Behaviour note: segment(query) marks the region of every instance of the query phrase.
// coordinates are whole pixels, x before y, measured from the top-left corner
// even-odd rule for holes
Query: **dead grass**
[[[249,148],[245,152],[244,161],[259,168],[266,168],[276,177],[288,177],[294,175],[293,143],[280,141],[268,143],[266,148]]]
• • • • • • •
Copy out all of the material above, line for line, with no changes.

▶ **Result below**
Behaviour note: segment(query) marks the region of every instance of the query phrase.
// coordinates are whole pixels, x before y, measured from the top-left corner
// even-odd rule for holes
Query: **dead grass**
[[[249,148],[245,152],[244,161],[259,168],[266,168],[276,177],[288,177],[294,175],[293,143],[280,141],[268,143],[266,148]]]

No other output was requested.